Stored records:

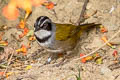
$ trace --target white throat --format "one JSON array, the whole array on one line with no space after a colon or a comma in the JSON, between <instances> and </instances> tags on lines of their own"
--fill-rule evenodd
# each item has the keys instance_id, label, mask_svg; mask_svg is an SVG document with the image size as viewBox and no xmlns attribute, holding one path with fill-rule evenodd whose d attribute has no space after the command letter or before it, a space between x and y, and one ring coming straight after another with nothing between
<instances>
[{"instance_id":1,"label":"white throat","mask_svg":"<svg viewBox=\"0 0 120 80\"><path fill-rule=\"evenodd\" d=\"M39 31L36 31L35 32L35 35L40 38L40 39L43 39L47 36L50 36L51 35L51 32L50 31L47 31L47 30L39 30Z\"/></svg>"}]
</instances>

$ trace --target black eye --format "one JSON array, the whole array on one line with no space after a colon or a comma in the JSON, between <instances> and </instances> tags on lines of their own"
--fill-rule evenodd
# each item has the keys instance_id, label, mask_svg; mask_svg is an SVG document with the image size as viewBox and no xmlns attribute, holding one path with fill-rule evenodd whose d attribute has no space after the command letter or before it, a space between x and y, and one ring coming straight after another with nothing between
<instances>
[{"instance_id":1,"label":"black eye","mask_svg":"<svg viewBox=\"0 0 120 80\"><path fill-rule=\"evenodd\" d=\"M50 31L52 29L51 23L45 23L43 29Z\"/></svg>"},{"instance_id":2,"label":"black eye","mask_svg":"<svg viewBox=\"0 0 120 80\"><path fill-rule=\"evenodd\" d=\"M44 26L43 28L46 28L46 27L48 27L48 23L45 23L43 26Z\"/></svg>"}]
</instances>

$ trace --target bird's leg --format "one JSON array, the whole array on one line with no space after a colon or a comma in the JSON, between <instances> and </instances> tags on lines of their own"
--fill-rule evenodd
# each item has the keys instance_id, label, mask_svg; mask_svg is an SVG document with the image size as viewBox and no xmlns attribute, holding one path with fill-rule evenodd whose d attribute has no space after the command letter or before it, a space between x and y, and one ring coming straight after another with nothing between
<instances>
[{"instance_id":1,"label":"bird's leg","mask_svg":"<svg viewBox=\"0 0 120 80\"><path fill-rule=\"evenodd\" d=\"M56 62L56 60L58 59L58 53L63 53L64 51L59 49L59 50L50 50L50 49L46 49L47 52L49 52L49 57L47 59L47 61L44 63L44 65L46 64L50 64L51 61L55 60L53 63Z\"/></svg>"},{"instance_id":2,"label":"bird's leg","mask_svg":"<svg viewBox=\"0 0 120 80\"><path fill-rule=\"evenodd\" d=\"M64 55L62 61L60 61L60 63L56 64L55 66L59 67L60 65L63 65L64 63L66 63L67 61L65 61L65 60L69 58L71 53L72 53L72 51L67 51L66 55Z\"/></svg>"}]
</instances>

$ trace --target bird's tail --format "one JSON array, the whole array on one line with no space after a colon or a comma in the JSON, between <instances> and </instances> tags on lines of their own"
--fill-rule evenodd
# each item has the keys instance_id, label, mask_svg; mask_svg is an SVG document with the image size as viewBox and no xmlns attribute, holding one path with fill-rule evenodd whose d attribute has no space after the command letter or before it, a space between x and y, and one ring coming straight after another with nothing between
<instances>
[{"instance_id":1,"label":"bird's tail","mask_svg":"<svg viewBox=\"0 0 120 80\"><path fill-rule=\"evenodd\" d=\"M88 23L88 24L81 24L78 26L78 28L80 28L81 30L86 30L86 29L90 29L90 28L99 27L100 25L101 24Z\"/></svg>"},{"instance_id":2,"label":"bird's tail","mask_svg":"<svg viewBox=\"0 0 120 80\"><path fill-rule=\"evenodd\" d=\"M81 25L77 26L77 28L75 30L75 35L77 37L80 37L82 35L82 33L85 32L86 30L90 30L92 28L99 27L100 25L101 24L95 24L95 23L81 24Z\"/></svg>"}]
</instances>

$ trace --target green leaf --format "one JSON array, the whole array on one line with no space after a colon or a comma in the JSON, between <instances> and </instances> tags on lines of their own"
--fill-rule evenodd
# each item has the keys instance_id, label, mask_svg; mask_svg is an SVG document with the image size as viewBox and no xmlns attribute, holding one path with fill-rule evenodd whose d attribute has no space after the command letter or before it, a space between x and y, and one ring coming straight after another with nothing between
<instances>
[{"instance_id":1,"label":"green leaf","mask_svg":"<svg viewBox=\"0 0 120 80\"><path fill-rule=\"evenodd\" d=\"M81 80L81 77L80 77L80 68L78 68L78 71L79 71L79 74L78 74L78 75L75 75L75 76L76 76L76 79L77 79L77 80Z\"/></svg>"}]
</instances>

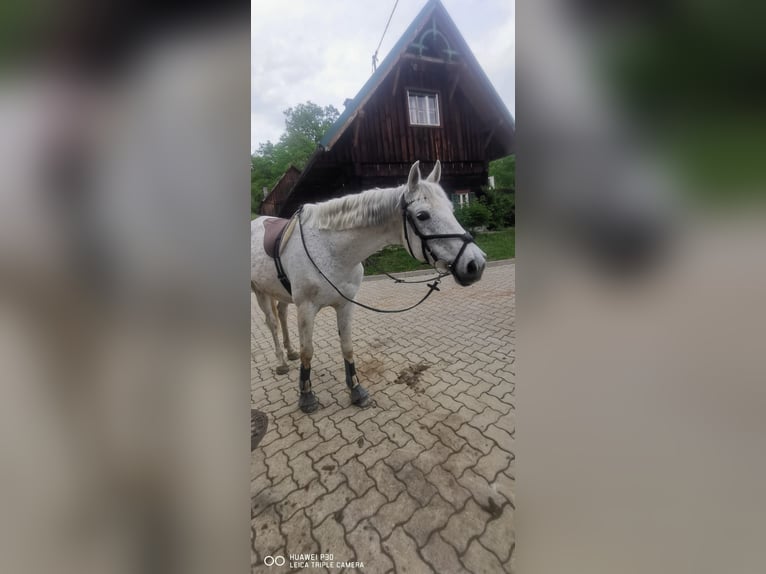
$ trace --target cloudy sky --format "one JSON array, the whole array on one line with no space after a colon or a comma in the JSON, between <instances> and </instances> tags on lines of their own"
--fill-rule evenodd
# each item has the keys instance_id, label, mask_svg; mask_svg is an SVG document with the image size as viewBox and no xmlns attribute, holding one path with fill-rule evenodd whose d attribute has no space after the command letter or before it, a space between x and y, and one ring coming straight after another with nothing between
<instances>
[{"instance_id":1,"label":"cloudy sky","mask_svg":"<svg viewBox=\"0 0 766 574\"><path fill-rule=\"evenodd\" d=\"M427 0L399 0L382 62ZM515 117L515 0L442 0ZM394 0L251 0L250 149L276 141L283 111L311 100L343 110L372 73Z\"/></svg>"}]
</instances>

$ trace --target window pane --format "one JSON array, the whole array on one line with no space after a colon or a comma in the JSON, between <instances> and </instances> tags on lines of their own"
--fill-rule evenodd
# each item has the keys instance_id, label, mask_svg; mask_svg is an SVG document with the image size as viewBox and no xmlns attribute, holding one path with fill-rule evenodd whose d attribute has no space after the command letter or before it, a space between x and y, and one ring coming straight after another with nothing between
<instances>
[{"instance_id":1,"label":"window pane","mask_svg":"<svg viewBox=\"0 0 766 574\"><path fill-rule=\"evenodd\" d=\"M439 100L437 94L407 93L410 124L438 126Z\"/></svg>"}]
</instances>

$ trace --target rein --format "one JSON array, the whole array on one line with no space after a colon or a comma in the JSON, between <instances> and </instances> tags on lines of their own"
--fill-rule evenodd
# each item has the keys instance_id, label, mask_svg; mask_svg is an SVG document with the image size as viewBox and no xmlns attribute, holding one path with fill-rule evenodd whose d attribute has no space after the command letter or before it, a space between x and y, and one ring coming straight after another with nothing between
<instances>
[{"instance_id":1,"label":"rein","mask_svg":"<svg viewBox=\"0 0 766 574\"><path fill-rule=\"evenodd\" d=\"M404 237L407 240L407 249L408 249L410 255L412 255L412 257L414 257L415 259L417 259L417 257L415 257L414 254L412 253L412 247L410 247L410 240L409 240L409 237L408 237L408 234L407 234L407 222L408 221L410 222L410 225L412 225L412 228L415 230L415 234L420 238L420 240L422 242L421 245L422 245L422 248L423 248L423 256L426 258L426 262L431 264L431 265L435 265L436 264L436 258L434 257L434 255L431 252L431 250L428 248L428 244L426 243L428 240L430 240L430 239L448 239L448 238L451 238L451 239L455 239L455 238L462 239L463 240L463 247L458 252L457 257L455 257L455 262L463 254L463 251L465 251L466 245L468 245L469 243L473 243L473 237L471 236L470 233L464 233L464 234L457 234L456 233L456 234L446 234L446 235L424 235L423 233L420 232L420 230L417 228L417 226L413 222L412 216L409 214L409 211L407 210L407 205L408 204L405 203L403 195L402 195L402 203L401 203L401 205L402 205L402 216L403 216L403 225L404 225ZM311 253L309 253L308 246L306 245L306 238L305 238L305 236L303 234L303 222L301 221L301 213L302 213L302 211L303 211L303 207L301 207L297 211L297 213L295 215L298 218L298 229L300 230L301 243L303 244L303 250L306 252L306 256L309 258L309 261L311 261L311 264L314 266L314 269L317 270L317 272L322 276L322 278L325 281L327 281L327 283L329 283L330 286L333 289L335 289L335 291L338 293L338 295L343 297L349 303L353 303L354 305L358 305L359 307L362 307L363 309L367 309L368 311L374 311L375 313L403 313L405 311L409 311L410 309L414 309L415 307L417 307L418 305L423 303L426 299L428 299L428 297L431 296L431 293L433 293L434 291L439 291L439 283L441 282L442 277L446 277L447 275L449 275L449 273L439 272L438 270L436 270L436 267L434 267L434 269L437 271L437 273L439 273L439 275L437 277L433 278L433 283L428 283L428 293L426 293L420 301L418 301L414 305L410 305L409 307L406 307L404 309L377 309L375 307L370 307L369 305L365 305L364 303L360 303L359 301L355 301L354 299L351 299L350 297L347 297L340 289L338 289L338 287L335 285L335 283L330 281L329 277L327 277L327 275L325 275L324 272L319 268L319 266L314 261L314 258L311 257ZM433 259L433 263L431 263L428 260L429 256L426 253L430 254L431 258ZM455 262L453 262L452 265L450 265L450 267L452 267L455 264ZM393 279L396 283L425 283L425 282L428 282L428 281L432 280L432 279L425 279L425 280L421 280L421 281L405 281L404 279L399 279L398 277L394 277L393 275L389 275L388 273L385 273L385 275L387 275L388 277Z\"/></svg>"}]
</instances>

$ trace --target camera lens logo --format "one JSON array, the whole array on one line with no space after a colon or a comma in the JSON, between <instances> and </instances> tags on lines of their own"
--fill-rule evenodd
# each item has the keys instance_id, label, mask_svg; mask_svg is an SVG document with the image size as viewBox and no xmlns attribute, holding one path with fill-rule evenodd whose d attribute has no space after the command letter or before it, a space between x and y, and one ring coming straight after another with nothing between
<instances>
[{"instance_id":1,"label":"camera lens logo","mask_svg":"<svg viewBox=\"0 0 766 574\"><path fill-rule=\"evenodd\" d=\"M263 559L263 563L266 566L284 566L285 557L284 556L266 556Z\"/></svg>"}]
</instances>

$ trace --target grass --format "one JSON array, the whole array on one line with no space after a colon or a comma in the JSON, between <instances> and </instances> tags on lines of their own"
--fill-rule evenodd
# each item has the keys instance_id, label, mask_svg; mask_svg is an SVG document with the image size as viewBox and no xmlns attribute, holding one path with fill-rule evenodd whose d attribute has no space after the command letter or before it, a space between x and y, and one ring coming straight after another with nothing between
<instances>
[{"instance_id":1,"label":"grass","mask_svg":"<svg viewBox=\"0 0 766 574\"><path fill-rule=\"evenodd\" d=\"M516 256L516 230L509 228L478 234L476 244L484 250L489 261L511 259ZM378 275L383 271L399 273L430 268L430 265L424 265L410 257L403 247L391 246L382 249L367 260L364 274Z\"/></svg>"}]
</instances>

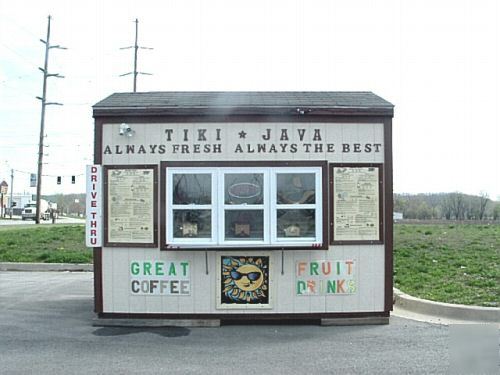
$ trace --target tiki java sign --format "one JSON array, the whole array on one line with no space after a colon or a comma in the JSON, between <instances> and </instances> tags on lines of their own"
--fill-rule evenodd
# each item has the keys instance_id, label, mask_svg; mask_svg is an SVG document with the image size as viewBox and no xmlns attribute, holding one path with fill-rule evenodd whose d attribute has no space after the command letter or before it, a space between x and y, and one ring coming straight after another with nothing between
<instances>
[{"instance_id":1,"label":"tiki java sign","mask_svg":"<svg viewBox=\"0 0 500 375\"><path fill-rule=\"evenodd\" d=\"M102 167L87 165L87 220L85 243L87 247L102 246Z\"/></svg>"},{"instance_id":2,"label":"tiki java sign","mask_svg":"<svg viewBox=\"0 0 500 375\"><path fill-rule=\"evenodd\" d=\"M141 126L134 126L140 132ZM259 126L231 128L161 129L158 143L105 144L104 155L133 154L372 154L382 153L382 143L336 142L341 133L326 127Z\"/></svg>"}]
</instances>

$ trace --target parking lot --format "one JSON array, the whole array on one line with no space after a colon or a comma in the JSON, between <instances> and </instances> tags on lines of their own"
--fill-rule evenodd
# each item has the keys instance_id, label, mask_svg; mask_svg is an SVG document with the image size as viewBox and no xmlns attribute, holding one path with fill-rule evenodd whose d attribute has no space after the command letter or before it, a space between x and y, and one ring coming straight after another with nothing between
<instances>
[{"instance_id":1,"label":"parking lot","mask_svg":"<svg viewBox=\"0 0 500 375\"><path fill-rule=\"evenodd\" d=\"M448 327L94 327L93 274L0 273L6 374L447 373Z\"/></svg>"}]
</instances>

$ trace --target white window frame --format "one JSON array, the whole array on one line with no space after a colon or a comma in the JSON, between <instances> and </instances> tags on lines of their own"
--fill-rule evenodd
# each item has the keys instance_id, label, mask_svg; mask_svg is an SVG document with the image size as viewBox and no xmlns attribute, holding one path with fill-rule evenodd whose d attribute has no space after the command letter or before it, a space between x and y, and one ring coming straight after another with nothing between
<instances>
[{"instance_id":1,"label":"white window frame","mask_svg":"<svg viewBox=\"0 0 500 375\"><path fill-rule=\"evenodd\" d=\"M278 204L277 175L281 173L315 174L315 203L313 204ZM173 205L173 175L174 174L210 174L211 204L210 205ZM225 174L263 174L263 204L225 204ZM266 247L318 247L323 244L323 168L320 166L300 167L166 167L166 242L169 248L266 248ZM326 193L325 193L326 194ZM174 238L174 210L210 209L211 234L207 238ZM279 209L314 209L315 237L278 237L277 212ZM263 210L263 240L226 240L225 213L226 210Z\"/></svg>"},{"instance_id":2,"label":"white window frame","mask_svg":"<svg viewBox=\"0 0 500 375\"><path fill-rule=\"evenodd\" d=\"M265 246L269 245L269 231L266 230L269 225L269 171L268 168L252 168L252 167L243 167L243 168L217 168L218 169L218 179L217 181L220 184L220 188L218 189L219 194L219 206L217 207L218 211L218 227L219 227L219 243L222 246ZM238 205L228 205L225 202L225 188L226 174L262 174L263 175L263 203L262 204L238 204ZM237 210L261 210L263 211L263 239L262 240L226 240L226 210L227 211L237 211Z\"/></svg>"},{"instance_id":3,"label":"white window frame","mask_svg":"<svg viewBox=\"0 0 500 375\"><path fill-rule=\"evenodd\" d=\"M315 195L312 204L278 204L277 187L278 174L314 174ZM322 169L321 167L276 167L273 168L271 181L271 243L273 245L293 246L302 243L320 245L323 243L323 191L322 191ZM293 237L290 241L287 237L278 237L278 210L315 210L315 237Z\"/></svg>"},{"instance_id":4,"label":"white window frame","mask_svg":"<svg viewBox=\"0 0 500 375\"><path fill-rule=\"evenodd\" d=\"M211 175L211 204L173 204L173 176L174 174L209 174ZM167 168L167 210L165 223L167 223L167 243L176 246L214 246L217 245L217 228L214 225L214 215L217 207L217 176L211 168ZM174 237L174 210L210 210L211 211L211 237L207 238L175 238Z\"/></svg>"}]
</instances>

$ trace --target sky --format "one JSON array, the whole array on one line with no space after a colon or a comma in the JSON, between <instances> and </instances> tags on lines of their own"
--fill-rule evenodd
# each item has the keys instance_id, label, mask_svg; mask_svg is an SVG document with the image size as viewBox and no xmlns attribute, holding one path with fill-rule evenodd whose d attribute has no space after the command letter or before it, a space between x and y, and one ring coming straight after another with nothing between
<instances>
[{"instance_id":1,"label":"sky","mask_svg":"<svg viewBox=\"0 0 500 375\"><path fill-rule=\"evenodd\" d=\"M500 200L497 0L0 0L0 180L34 193L51 15L42 194L85 191L91 106L132 91L373 91L395 105L394 191ZM71 184L71 176L76 184ZM61 185L56 184L62 176Z\"/></svg>"}]
</instances>

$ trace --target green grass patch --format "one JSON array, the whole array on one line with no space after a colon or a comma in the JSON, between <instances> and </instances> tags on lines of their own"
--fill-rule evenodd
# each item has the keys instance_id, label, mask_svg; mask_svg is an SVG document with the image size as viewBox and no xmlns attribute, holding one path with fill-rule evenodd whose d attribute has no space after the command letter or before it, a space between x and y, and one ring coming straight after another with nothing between
<instances>
[{"instance_id":1,"label":"green grass patch","mask_svg":"<svg viewBox=\"0 0 500 375\"><path fill-rule=\"evenodd\" d=\"M500 307L500 225L394 226L394 285L432 301Z\"/></svg>"},{"instance_id":2,"label":"green grass patch","mask_svg":"<svg viewBox=\"0 0 500 375\"><path fill-rule=\"evenodd\" d=\"M92 263L83 225L4 227L0 262Z\"/></svg>"}]
</instances>

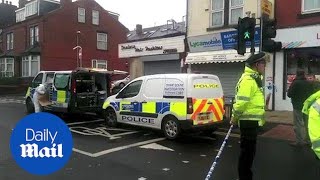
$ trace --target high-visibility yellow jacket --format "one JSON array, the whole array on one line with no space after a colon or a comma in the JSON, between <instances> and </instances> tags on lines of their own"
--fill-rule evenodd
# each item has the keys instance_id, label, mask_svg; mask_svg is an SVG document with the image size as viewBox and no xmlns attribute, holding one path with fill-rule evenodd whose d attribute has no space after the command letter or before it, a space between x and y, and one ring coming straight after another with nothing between
<instances>
[{"instance_id":1,"label":"high-visibility yellow jacket","mask_svg":"<svg viewBox=\"0 0 320 180\"><path fill-rule=\"evenodd\" d=\"M308 133L312 149L320 159L320 91L304 102L302 112L308 115Z\"/></svg>"},{"instance_id":2,"label":"high-visibility yellow jacket","mask_svg":"<svg viewBox=\"0 0 320 180\"><path fill-rule=\"evenodd\" d=\"M264 108L262 75L249 67L245 67L236 87L232 117L239 122L241 120L258 121L259 126L263 126L265 123Z\"/></svg>"}]
</instances>

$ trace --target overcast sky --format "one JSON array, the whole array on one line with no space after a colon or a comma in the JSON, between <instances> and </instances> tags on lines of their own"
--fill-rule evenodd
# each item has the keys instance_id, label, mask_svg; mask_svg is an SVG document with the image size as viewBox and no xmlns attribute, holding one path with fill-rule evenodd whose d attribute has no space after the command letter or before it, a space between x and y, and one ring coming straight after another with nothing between
<instances>
[{"instance_id":1,"label":"overcast sky","mask_svg":"<svg viewBox=\"0 0 320 180\"><path fill-rule=\"evenodd\" d=\"M19 0L12 1L18 5ZM56 0L57 1L57 0ZM73 0L74 1L74 0ZM187 0L96 0L104 9L120 14L120 22L129 30L136 24L143 28L163 25L167 20L182 21Z\"/></svg>"}]
</instances>

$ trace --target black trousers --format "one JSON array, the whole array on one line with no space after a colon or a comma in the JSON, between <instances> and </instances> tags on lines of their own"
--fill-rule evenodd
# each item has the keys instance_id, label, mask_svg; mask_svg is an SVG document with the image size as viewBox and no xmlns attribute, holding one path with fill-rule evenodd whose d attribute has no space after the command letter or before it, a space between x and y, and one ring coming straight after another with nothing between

Prompt: Transcribe exactly, and only, the lines from the one with "--target black trousers" through the last line of the data.

Reply:
$ trace --target black trousers --format "one JSON array, the whole array on one line with no space after a colon or a comma in the JSON, between <instances> and </instances> tags on lines of their own"
--fill-rule evenodd
# each item has the keys instance_id, label, mask_svg; mask_svg is an SVG document with the image size as viewBox and no xmlns attribute, holding one path with fill-rule evenodd whose d attribute has no space after the command letter or before it, a space between x and y, and one ring coming straight after another with nothing between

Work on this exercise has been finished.